** start **

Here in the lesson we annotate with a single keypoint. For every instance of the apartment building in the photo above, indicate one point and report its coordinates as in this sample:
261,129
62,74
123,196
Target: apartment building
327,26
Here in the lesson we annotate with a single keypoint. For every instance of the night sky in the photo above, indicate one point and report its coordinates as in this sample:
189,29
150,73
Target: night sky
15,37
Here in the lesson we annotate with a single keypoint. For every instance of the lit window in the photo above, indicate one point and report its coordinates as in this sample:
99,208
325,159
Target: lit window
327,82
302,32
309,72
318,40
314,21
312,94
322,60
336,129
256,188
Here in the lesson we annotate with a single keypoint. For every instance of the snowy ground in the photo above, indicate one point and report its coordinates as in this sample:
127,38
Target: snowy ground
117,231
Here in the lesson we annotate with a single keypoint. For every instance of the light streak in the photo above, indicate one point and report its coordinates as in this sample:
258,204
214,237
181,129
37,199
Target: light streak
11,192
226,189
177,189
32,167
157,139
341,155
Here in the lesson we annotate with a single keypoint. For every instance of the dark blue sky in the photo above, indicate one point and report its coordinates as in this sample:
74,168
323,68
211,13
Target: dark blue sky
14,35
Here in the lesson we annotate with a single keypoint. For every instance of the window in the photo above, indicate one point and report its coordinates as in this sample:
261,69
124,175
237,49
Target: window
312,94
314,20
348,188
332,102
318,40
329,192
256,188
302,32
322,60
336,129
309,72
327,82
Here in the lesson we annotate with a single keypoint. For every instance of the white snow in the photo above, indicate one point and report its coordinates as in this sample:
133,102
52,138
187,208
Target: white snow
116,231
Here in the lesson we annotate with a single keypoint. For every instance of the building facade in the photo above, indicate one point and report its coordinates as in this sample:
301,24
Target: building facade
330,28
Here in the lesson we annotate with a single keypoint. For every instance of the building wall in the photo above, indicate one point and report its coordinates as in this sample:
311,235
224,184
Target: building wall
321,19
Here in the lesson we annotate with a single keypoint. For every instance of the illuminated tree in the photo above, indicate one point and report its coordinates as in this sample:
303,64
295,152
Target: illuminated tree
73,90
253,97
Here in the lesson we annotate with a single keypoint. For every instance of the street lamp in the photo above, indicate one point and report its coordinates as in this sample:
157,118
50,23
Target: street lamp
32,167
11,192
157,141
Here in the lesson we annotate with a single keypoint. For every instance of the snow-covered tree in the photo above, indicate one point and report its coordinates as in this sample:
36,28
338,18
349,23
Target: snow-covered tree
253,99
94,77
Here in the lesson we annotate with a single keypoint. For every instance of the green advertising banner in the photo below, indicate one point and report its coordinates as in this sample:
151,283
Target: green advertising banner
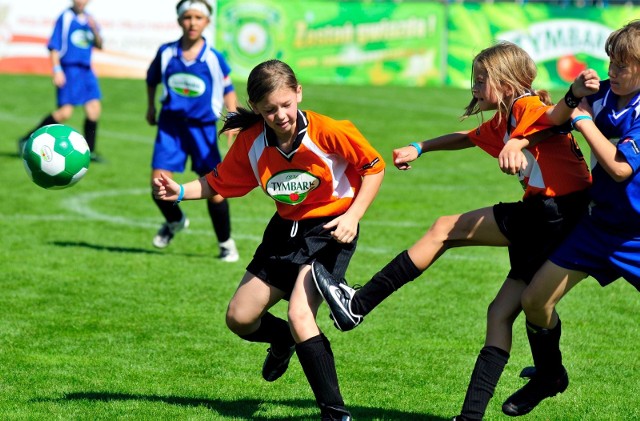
332,42
562,41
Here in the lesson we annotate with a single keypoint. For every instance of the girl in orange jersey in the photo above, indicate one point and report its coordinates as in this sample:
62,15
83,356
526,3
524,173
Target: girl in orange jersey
323,175
553,173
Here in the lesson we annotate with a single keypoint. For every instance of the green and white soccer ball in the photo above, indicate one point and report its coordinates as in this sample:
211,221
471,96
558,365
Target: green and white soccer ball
56,156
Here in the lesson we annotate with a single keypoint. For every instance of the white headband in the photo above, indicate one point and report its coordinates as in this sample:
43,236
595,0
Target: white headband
193,5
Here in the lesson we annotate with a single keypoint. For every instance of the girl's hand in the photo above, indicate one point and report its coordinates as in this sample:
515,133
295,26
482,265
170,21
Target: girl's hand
587,83
511,158
151,116
165,188
402,157
345,228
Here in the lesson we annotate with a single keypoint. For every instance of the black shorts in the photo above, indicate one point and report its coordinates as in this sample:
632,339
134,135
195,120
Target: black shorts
535,226
286,245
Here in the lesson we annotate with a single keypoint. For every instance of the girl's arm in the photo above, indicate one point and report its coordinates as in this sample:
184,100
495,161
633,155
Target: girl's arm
345,227
164,188
151,105
613,162
448,142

** end **

:: CHALLENGE ::
Quote each entry above verbatim and drop the pictures.

:: THE RESULT ::
Here in the lesson we annotate with a single keypoint. For every instance of the apartment building in the photo above, indicate one point and report its coordinates as in this sample:
261,129
62,74
123,196
Target: apartment building
327,26
Here in the lesson we annotate with a single keypoint. For every instance of the night sky in the photo above, indicate one point and report its coordinates as in this sample:
189,29
150,73
Target: night sky
15,37
Here in the lesson we annotate with a single keypoint. For every instance of the lit window in the photo above, indicate one point and report its coordinates as in this sample:
99,208
325,159
Target: lit window
327,82
302,32
309,72
318,40
314,21
312,94
322,60
336,129
256,188
Here in the lesson we annotate with a single keypoint. For every instance of the snowy ground in the photo above, indicate one point and report its coordinates as in this sample:
127,38
Target: snowy ground
117,231
Here in the lesson we annotate with a single keypoint. For every instance of the light streak in the photo above, indicate one point and report its coordinates as in this sample:
258,204
214,237
181,129
37,199
Target: light streak
11,192
226,189
177,189
32,167
157,139
341,155
Here in the lesson we annotate with a single keypoint. For every instance of the dark blue sky in the photo above, indicate one point and report its coordinates as in this sample:
74,168
323,68
211,13
Target: dark blue sky
14,35
Here in the lesson we annotate with a single keypoint. For every instance of the window in the photo above, indicate one point and report its coordinates as in this sample:
261,69
124,175
237,49
Target: window
312,94
314,20
348,188
332,102
318,40
329,192
256,188
302,32
322,60
336,129
309,72
327,82
Here in the lesson we annotate with a single keypoint. For every instance of the white snow in the photo above, indicate one point and report its coordinates as in this sample:
133,102
52,138
187,208
Target: white snow
116,231
Here in the lesson we annotate with a single keypoint. For every instance of the building facade in the photo above, indicate one point and report its coordinates as in this sample:
301,24
Target: building facade
330,28
Here in the lesson we annotate with a single keypoint. For every instance of the building wall in the photo above, indicate one point and report its coordinates as in this sample:
311,235
224,184
Target: building wall
321,19
Here in the lesson we annotate with a single keypoint. For every instance of the illuminated tree in the photo above, indicate one point and report its coordinates as in this sample:
303,64
295,152
Target: illuminated tree
73,90
253,97
Here in the lesson we annotate with a single keypoint. For every instance of the street lamp in the photo above, indicate one point and report its coordinates as in this sample:
157,118
50,23
Target: street lamp
32,167
11,192
157,141
Here in the lesson we annotate with a single keypoint. For every instance of the snow-covered tree in the photo above, indicate one point and report its coordinates as in this sample:
36,28
338,18
349,23
Target: snow-covered tree
253,99
94,77
Here in the lesson we annotate with a single keypoint. For every instance of the green advertising banner in the photo below, indicate one point and report its coordinates as in this sample:
151,283
Target: green advertising banner
332,42
562,41
Here in the lesson we annotate with a single keypoint. For every instance of the girl in orange jersey in the photo above, indicate one point and report its coordinates as in this sample:
62,15
83,356
526,3
524,173
Target: girl in orange jersey
323,175
553,173
Here in the lesson we annotate with a single keypoint. For every instance of the green and white soccer ball in the photo above, indicate one point and report its coordinates as in this sample:
211,221
471,96
558,365
Target: green and white soccer ball
56,156
Here in the lesson we annotate with a single keypoint. For every instance of the white headband in the photo above, indicate one point and report its coordinates as in this sample:
43,236
595,0
Target: white headband
193,5
Here in the lesson we annotate with a single keypoint. For every instance of the girl's hand in the photo above, indicate one point and report its coordinates as in this sample:
515,133
295,26
482,265
170,21
Target: girl's hand
587,83
511,158
151,116
165,188
402,157
345,228
Here in the lesson we annotate with a single keypoint. For every instance of the black shorts in the photo above, indicate one point and report its coordinates as in this sample:
632,339
134,135
195,120
Target: black shorts
535,226
286,245
Here in the lesson we annotate with a single keypoint. For every instance of the girl's arm in the photo above, indicate one point and report its coordinates as in this sample:
184,100
495,161
633,155
Target: girl's arm
345,227
164,188
151,105
613,162
448,142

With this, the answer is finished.